_Brief:_
Rewrite the rows from the line with "Task brief: identify the sky" up to and including the line with "left=0, top=0, right=468, bottom=266", changing "sky with clouds" to "cloudy sky" and leaving everything else the same.

_Material provided:_
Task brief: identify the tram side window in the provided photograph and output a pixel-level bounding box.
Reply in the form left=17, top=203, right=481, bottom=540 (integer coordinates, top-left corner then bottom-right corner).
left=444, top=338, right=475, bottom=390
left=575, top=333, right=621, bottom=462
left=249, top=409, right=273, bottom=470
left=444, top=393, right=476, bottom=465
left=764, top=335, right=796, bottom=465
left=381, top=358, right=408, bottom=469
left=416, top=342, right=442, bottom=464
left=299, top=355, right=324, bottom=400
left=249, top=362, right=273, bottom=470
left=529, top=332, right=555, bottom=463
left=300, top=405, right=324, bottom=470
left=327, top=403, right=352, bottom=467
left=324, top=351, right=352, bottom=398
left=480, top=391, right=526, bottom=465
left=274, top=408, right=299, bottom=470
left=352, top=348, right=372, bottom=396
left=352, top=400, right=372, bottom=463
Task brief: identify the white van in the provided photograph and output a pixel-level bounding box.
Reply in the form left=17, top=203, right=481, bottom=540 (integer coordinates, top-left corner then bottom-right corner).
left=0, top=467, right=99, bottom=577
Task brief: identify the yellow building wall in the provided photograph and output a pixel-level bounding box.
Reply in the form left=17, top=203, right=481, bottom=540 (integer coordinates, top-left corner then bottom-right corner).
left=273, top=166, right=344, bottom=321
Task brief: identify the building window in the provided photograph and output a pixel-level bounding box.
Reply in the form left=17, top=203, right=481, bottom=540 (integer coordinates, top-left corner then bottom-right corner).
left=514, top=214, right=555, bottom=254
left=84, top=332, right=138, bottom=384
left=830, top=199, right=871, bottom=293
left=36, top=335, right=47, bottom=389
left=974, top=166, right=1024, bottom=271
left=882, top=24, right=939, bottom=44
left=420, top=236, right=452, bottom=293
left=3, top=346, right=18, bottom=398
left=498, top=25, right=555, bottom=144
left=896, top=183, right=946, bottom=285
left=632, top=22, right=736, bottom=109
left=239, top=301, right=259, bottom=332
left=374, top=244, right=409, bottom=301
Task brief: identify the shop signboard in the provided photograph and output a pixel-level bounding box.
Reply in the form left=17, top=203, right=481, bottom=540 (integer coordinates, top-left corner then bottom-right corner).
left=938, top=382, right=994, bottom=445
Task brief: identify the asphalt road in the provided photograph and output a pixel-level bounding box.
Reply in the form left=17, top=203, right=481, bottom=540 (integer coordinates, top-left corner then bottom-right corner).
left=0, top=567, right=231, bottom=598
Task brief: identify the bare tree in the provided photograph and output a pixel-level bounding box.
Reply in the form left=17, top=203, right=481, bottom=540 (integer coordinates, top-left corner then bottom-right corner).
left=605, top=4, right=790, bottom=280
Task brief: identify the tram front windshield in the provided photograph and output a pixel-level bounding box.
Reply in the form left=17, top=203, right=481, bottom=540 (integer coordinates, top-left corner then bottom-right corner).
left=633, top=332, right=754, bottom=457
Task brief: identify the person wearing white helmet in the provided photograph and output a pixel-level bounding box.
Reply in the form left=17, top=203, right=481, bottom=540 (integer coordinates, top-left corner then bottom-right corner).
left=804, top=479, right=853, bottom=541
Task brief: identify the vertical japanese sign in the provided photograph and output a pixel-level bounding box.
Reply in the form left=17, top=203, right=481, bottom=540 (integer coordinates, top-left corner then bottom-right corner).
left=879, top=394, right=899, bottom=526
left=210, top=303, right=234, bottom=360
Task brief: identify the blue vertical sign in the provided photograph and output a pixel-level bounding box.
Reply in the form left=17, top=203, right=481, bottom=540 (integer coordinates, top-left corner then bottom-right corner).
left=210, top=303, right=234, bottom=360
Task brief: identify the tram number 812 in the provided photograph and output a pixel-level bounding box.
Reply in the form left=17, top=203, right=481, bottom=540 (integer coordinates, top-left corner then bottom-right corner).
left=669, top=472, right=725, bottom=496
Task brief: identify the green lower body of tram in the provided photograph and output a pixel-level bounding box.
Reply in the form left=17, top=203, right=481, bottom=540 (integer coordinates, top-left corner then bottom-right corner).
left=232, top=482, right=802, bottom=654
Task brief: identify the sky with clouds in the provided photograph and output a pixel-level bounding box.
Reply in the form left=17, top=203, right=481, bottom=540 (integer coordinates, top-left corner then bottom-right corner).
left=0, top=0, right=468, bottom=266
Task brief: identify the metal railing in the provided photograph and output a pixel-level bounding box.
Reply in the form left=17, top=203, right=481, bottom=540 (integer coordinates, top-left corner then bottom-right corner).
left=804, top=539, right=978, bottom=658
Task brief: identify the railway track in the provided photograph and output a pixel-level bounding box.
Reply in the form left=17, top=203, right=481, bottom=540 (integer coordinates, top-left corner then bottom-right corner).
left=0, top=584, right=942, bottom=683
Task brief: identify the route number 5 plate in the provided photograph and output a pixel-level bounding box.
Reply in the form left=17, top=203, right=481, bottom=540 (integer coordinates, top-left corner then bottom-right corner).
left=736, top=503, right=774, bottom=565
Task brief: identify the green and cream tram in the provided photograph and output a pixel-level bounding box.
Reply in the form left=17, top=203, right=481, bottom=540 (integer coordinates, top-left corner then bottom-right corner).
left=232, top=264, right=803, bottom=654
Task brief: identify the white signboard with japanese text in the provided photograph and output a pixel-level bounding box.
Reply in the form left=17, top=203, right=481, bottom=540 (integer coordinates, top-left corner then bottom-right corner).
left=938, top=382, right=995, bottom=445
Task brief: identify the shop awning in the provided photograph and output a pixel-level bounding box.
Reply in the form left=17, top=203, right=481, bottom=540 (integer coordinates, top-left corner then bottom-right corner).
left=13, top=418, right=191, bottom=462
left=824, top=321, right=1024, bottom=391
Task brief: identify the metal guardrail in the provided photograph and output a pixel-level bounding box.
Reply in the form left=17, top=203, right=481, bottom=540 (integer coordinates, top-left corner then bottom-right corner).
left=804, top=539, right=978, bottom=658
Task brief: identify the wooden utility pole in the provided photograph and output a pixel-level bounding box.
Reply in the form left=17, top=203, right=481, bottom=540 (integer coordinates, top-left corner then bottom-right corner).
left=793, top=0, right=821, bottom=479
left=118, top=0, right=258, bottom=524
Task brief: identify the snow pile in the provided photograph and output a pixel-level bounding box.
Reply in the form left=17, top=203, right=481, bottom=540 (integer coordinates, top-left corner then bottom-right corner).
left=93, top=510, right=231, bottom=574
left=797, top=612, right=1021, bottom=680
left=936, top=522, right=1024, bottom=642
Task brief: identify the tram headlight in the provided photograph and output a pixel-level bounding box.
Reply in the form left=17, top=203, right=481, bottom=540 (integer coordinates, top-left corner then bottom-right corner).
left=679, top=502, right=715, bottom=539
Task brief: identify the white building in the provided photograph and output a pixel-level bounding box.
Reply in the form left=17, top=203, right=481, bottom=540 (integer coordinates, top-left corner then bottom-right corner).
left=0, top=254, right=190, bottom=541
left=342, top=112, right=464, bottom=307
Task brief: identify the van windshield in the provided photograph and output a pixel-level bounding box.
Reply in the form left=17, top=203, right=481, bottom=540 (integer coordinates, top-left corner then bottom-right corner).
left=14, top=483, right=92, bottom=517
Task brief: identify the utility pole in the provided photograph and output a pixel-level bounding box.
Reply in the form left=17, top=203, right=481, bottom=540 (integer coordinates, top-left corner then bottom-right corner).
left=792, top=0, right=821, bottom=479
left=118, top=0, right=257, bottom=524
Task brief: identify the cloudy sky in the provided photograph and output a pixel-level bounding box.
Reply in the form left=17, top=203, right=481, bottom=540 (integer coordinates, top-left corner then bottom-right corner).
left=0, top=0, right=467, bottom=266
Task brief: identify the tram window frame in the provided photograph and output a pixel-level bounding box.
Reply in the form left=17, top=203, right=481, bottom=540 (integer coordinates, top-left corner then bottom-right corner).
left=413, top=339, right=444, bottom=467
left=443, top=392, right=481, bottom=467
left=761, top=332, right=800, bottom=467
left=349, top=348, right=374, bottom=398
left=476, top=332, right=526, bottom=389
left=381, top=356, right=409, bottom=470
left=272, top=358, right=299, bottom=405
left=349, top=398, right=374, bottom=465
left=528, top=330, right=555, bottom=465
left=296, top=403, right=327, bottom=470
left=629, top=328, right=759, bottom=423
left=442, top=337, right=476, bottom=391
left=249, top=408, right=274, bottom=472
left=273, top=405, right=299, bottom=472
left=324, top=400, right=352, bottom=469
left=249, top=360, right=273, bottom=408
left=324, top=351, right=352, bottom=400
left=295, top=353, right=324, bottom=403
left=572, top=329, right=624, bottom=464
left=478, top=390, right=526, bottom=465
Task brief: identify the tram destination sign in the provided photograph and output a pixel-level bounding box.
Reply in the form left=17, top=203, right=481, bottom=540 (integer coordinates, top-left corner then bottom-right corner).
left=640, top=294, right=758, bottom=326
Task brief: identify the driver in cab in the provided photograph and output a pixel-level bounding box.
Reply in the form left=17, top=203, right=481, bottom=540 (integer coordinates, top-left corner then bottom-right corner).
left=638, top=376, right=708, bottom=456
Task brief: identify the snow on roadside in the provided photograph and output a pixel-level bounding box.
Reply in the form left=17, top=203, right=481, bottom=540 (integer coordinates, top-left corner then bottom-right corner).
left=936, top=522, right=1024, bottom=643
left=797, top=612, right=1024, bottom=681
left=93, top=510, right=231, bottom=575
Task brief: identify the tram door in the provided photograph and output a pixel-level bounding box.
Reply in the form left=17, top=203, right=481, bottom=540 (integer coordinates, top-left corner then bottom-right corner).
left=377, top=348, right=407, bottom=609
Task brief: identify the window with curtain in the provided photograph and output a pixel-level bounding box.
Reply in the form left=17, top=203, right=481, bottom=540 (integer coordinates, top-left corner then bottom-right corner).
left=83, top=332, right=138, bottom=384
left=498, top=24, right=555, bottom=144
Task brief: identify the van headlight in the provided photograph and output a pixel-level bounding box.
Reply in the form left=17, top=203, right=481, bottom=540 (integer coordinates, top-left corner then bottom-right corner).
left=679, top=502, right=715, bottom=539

_Task response:_
Task brief: identify the cloudy sky in the provided photograph and output a pixel-level bounding box.
Reply in the form left=17, top=203, right=481, bottom=540 (integer coordinates, top-left corner then bottom-right corner).
left=0, top=0, right=468, bottom=266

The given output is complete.